Data excerpts |
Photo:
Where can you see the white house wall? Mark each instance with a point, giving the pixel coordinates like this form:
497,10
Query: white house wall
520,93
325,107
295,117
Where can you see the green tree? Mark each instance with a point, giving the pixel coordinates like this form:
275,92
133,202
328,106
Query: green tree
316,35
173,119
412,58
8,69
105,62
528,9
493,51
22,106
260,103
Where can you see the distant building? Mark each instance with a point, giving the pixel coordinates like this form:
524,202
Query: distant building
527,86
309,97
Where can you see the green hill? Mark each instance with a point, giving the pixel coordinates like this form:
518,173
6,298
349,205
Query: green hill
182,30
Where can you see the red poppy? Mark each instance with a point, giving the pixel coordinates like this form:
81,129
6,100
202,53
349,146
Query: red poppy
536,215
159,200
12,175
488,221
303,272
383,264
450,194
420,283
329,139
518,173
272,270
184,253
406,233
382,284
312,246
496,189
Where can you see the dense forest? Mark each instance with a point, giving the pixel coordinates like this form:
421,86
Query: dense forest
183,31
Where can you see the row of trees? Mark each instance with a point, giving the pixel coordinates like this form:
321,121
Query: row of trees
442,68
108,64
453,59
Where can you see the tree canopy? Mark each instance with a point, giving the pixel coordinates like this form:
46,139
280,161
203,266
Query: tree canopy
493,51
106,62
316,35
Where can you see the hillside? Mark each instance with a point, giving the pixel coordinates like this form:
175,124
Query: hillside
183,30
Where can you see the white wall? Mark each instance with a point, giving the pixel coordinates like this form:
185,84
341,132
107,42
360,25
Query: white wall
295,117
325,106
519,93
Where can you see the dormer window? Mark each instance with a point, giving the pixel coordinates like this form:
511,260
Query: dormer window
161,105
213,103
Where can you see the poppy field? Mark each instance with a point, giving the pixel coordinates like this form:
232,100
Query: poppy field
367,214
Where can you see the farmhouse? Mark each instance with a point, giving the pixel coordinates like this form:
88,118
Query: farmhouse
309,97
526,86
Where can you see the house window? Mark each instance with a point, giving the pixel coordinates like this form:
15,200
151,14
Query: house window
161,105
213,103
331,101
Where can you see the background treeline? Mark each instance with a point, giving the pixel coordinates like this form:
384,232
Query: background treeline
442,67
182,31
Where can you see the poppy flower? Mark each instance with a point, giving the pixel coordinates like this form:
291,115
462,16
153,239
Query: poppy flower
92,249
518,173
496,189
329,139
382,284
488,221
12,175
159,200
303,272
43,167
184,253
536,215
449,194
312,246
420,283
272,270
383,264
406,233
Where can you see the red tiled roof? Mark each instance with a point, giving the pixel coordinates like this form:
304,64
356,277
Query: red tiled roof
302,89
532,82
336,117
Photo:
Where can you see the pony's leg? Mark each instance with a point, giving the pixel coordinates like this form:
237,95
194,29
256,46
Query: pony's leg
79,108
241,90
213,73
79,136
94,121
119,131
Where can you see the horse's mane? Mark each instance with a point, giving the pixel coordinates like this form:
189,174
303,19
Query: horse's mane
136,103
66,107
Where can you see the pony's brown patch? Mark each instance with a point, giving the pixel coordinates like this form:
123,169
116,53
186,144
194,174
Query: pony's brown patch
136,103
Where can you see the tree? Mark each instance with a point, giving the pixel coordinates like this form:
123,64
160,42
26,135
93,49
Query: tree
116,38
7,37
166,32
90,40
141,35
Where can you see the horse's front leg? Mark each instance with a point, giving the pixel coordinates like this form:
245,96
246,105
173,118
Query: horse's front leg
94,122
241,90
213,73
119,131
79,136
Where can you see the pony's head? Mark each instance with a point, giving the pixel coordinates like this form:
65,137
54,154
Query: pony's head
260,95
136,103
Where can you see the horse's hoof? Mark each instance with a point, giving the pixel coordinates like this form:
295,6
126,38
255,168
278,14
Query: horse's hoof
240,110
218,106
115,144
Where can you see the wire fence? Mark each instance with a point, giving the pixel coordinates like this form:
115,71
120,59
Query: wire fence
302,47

Required work | Write out the stretch of rows above, from the line containing "Where can you see the horse's front" through the end of the rows, keeping the requests and their sample coordinates unchanged. Scale each answer coordinate by 0.2 and round it to a whole number, with halves rounding up.

Output below |
Where can you see the horse's front leg? Mark each instance with a point, giving the pixel coordinates like this form:
245,96
246,105
173,118
Query: horse's front leg
19,24
48,18
43,15
24,26
16,27
Where can you see the pony's head? Mark each instance with a point, giving the pixel coordinates like this form:
65,137
54,154
Query: pony's head
52,19
27,21
Where can you see the horse's hoof? Mark each instance with a point, giving the pixel coordinates like this form:
295,6
126,38
255,168
278,14
Query: horse's hoof
48,22
44,21
23,29
Where can you see the wire fence? Mark each instance with a point, giving the pixel coordinates like this form:
115,71
120,59
Query: wire fence
60,9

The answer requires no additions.